* _Point-per-instance localization data_
——

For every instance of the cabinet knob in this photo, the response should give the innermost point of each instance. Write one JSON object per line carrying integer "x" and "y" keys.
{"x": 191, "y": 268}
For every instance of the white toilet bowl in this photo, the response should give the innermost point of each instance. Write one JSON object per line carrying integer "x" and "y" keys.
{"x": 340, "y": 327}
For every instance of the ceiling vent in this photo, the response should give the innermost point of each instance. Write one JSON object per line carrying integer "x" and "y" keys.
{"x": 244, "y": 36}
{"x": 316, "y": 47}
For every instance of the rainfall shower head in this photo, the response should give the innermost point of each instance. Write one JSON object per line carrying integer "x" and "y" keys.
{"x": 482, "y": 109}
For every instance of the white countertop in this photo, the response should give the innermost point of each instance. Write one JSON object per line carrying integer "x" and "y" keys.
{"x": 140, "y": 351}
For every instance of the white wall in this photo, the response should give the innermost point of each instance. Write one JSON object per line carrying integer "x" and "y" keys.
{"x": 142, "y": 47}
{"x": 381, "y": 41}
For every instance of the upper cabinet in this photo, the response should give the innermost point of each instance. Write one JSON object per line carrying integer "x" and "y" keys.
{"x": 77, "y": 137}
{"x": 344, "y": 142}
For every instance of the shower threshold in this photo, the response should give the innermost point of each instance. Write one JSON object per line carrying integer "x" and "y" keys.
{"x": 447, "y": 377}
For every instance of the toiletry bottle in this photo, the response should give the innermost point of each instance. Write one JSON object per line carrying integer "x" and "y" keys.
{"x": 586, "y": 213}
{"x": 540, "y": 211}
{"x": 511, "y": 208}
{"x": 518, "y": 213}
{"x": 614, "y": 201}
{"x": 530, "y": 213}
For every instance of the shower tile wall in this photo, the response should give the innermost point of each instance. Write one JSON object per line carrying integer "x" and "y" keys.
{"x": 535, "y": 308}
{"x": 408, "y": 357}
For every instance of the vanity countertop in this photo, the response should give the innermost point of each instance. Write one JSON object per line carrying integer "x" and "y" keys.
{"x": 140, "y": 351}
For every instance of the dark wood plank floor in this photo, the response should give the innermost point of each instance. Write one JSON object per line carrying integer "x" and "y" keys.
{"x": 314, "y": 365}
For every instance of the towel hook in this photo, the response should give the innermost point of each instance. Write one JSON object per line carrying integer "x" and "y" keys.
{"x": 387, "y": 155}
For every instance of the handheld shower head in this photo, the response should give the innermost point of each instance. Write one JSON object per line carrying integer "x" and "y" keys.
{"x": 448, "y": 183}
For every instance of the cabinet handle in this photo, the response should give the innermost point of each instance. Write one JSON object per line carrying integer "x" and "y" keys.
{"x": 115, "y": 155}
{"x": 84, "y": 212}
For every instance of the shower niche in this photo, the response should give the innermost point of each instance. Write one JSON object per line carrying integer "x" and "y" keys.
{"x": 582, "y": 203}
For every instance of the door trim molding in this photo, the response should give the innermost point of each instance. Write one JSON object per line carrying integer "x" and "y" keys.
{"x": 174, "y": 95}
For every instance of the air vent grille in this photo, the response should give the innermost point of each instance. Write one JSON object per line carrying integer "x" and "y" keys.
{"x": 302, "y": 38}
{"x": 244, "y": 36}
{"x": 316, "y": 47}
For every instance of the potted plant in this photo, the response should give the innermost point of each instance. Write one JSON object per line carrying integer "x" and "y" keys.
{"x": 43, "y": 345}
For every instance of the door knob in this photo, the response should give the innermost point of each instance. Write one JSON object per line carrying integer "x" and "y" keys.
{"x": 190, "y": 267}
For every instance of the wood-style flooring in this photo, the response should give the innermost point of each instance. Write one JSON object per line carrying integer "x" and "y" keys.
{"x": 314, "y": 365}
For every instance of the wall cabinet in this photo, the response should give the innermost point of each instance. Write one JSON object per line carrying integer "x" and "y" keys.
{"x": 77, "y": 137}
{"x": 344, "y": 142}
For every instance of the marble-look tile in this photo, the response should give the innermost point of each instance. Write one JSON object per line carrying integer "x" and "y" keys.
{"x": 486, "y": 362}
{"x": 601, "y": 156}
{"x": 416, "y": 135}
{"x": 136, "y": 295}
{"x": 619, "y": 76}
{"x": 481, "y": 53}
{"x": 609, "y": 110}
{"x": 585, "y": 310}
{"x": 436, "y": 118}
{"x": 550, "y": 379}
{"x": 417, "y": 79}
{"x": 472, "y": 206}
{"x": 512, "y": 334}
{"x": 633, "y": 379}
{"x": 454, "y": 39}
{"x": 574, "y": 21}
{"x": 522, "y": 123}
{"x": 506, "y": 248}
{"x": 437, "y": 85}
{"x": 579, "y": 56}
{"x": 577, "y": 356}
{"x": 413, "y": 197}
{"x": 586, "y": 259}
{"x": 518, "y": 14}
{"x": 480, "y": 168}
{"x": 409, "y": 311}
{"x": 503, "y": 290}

——

* _Assignment_
Exactly and only the lines from the line containing "For every instance of the marble-look" through the last line of the entries should be copied, both ends included.

* _Written reply_
For every instance of the marble-look tile in this photo, the response should give the innermost point of each instance. Write one JSON object per line carrying integer "x" and "y" keys.
{"x": 486, "y": 362}
{"x": 601, "y": 156}
{"x": 416, "y": 135}
{"x": 136, "y": 295}
{"x": 619, "y": 76}
{"x": 481, "y": 53}
{"x": 609, "y": 110}
{"x": 585, "y": 310}
{"x": 436, "y": 118}
{"x": 550, "y": 379}
{"x": 417, "y": 79}
{"x": 472, "y": 206}
{"x": 512, "y": 334}
{"x": 633, "y": 379}
{"x": 454, "y": 39}
{"x": 574, "y": 21}
{"x": 522, "y": 123}
{"x": 506, "y": 248}
{"x": 437, "y": 85}
{"x": 579, "y": 56}
{"x": 577, "y": 356}
{"x": 413, "y": 197}
{"x": 586, "y": 259}
{"x": 518, "y": 14}
{"x": 480, "y": 168}
{"x": 409, "y": 311}
{"x": 503, "y": 290}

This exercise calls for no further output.